[EXTRACTED DATA start]

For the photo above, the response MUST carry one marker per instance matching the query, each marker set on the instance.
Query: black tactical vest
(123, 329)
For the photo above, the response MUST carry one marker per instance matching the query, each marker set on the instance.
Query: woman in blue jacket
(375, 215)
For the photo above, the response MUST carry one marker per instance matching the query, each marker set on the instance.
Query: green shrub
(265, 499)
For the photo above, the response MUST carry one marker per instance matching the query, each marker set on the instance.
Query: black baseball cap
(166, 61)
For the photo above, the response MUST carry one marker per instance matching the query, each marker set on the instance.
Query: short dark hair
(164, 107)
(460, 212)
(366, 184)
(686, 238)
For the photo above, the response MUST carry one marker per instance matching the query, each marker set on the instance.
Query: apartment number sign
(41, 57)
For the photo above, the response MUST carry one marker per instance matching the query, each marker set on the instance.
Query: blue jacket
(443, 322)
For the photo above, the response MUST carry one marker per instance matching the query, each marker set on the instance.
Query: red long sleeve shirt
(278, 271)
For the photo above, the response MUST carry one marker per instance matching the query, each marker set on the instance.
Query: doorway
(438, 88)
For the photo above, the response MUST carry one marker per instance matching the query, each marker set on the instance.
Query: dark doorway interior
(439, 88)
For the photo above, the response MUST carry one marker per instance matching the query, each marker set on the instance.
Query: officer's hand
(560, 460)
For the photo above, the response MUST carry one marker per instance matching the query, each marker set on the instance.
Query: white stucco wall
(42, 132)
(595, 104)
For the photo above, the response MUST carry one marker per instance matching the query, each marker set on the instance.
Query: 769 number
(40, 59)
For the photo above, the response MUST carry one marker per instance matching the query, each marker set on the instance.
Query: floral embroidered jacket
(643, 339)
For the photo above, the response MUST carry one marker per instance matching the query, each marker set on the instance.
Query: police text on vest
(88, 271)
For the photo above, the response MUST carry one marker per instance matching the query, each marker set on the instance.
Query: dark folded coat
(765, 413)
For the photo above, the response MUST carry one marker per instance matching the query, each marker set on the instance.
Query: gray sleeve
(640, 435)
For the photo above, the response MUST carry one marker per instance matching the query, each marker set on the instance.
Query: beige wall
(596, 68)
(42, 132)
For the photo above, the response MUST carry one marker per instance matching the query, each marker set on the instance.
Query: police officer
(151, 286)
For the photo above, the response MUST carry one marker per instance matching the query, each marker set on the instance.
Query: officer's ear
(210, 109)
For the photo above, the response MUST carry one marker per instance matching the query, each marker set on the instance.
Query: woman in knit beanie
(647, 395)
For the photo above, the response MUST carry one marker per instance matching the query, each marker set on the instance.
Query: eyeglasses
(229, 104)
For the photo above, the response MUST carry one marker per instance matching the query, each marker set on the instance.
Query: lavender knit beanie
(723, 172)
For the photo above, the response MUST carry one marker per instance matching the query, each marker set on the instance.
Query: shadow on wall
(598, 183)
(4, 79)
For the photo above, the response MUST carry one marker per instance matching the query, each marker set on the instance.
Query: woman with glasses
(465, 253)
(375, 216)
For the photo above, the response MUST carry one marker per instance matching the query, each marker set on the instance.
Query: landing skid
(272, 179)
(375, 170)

[EXTRACTED DATA end]

WORK REQUIRED:
From the records above, please extract every line and repeat it exactly.

REPLY TO THE TASK:
For the photo above, the response MUST carry one marker per instance matching the query, each marker set on the instance.
Query: black tactical vest
(123, 329)
For the photo above, the response MUST carry one marker per instance matching the query, each marker set on the instance.
Query: woman in blue jacket
(375, 215)
For the photo above, the response MUST carry one marker per instance matching the query, each marker set on the instance.
Query: green shrub
(265, 499)
For the photo above, the response MUST carry one marker per instance matching the query, each marker set on the instance.
Query: black baseball cap
(166, 61)
For the photo above, the response MUST carry one marker per instance matching the query, each marker set on the instance.
Query: short dark hair
(164, 107)
(460, 212)
(366, 184)
(686, 238)
For the photo above, the response MUST carry one marker per instance matching the query, each marker set on the instance.
Query: apartment number sign
(41, 57)
For the photo above, the response MUST carry one marker per instance matching the query, each marker set on the instance.
Query: blue jacket
(443, 322)
For the photo above, the response MUST carry one marker per instance matching the query, each marker set on the instance.
Query: red long sleeve shirt
(278, 271)
For the photo above, the response MUST carry one marker per instance matching the query, each marker set on the instance.
Query: doorway
(438, 88)
For the photo above, the response MUST carry one marker per instance matching the query, each marker set on the instance.
Query: dark doorway interior
(439, 88)
For the photo above, the response MUST carry one marker per instance matching the query, each marker set on the instance.
Query: officer's hand
(560, 460)
For the photo above, the response MUST carry one marker per instance matching the query, each marker set on the instance.
Query: white stucco wall
(42, 132)
(595, 104)
For the photo above, the response MUST carry one marker per instance matching the query, each marker set on the instance.
Query: 769 number
(40, 59)
For the photo above, the response MUST carry one marker per instance matching the query, each marker set on the instance.
Query: floral embroidered jacket
(643, 339)
For the photo above, the response MUST carry one marker per instance matching the query, each marker set on the instance.
Query: police text on vest
(88, 271)
For the photo above, the response MUST carry one marker per instance matching the query, each marker set on the instance.
Query: dark folded coat
(765, 413)
For the photo above, the response MUST carry one marker per instance matching the query, each marker set on the instance.
Query: gray sleeve
(640, 435)
For the photo above, the response MUST carry one marker per instance matching the query, each marker set on the instance.
Query: beige wall
(596, 68)
(42, 132)
For the photo above, the response MUST carry one marker per instance matching the query, each marker set on the instance.
Query: police officer
(151, 286)
For the photo above, the response MUST carry one marker per instance matching the query, each marker set on the instance.
Query: officer's ear
(210, 109)
For the photo above, the response MUST carry one marker per instance matching the query, each marker set on the instance.
Query: woman in knit beanie
(647, 395)
For the photo above, the response MUST carry one marker per instance matching the query, each marker set on the instance.
Query: eyeglasses
(229, 104)
For the photo above, the response MUST carry one marker per instance matching the query, each marker set on the instance.
Query: lavender knit beanie
(723, 172)
For the photo above, the response MUST carry one marker per instance matching the query, each marker set on the instance.
Query: shadow on wall
(598, 183)
(4, 79)
For the photo above, the response MUST carry one marker per instance matching the query, each marker set on the instance.
Query: woman with glasses
(465, 253)
(375, 216)
For the photo above, the response MUST carry one marker per instance matching the query, each marker set on the instance.
Query: landing skid
(272, 179)
(375, 170)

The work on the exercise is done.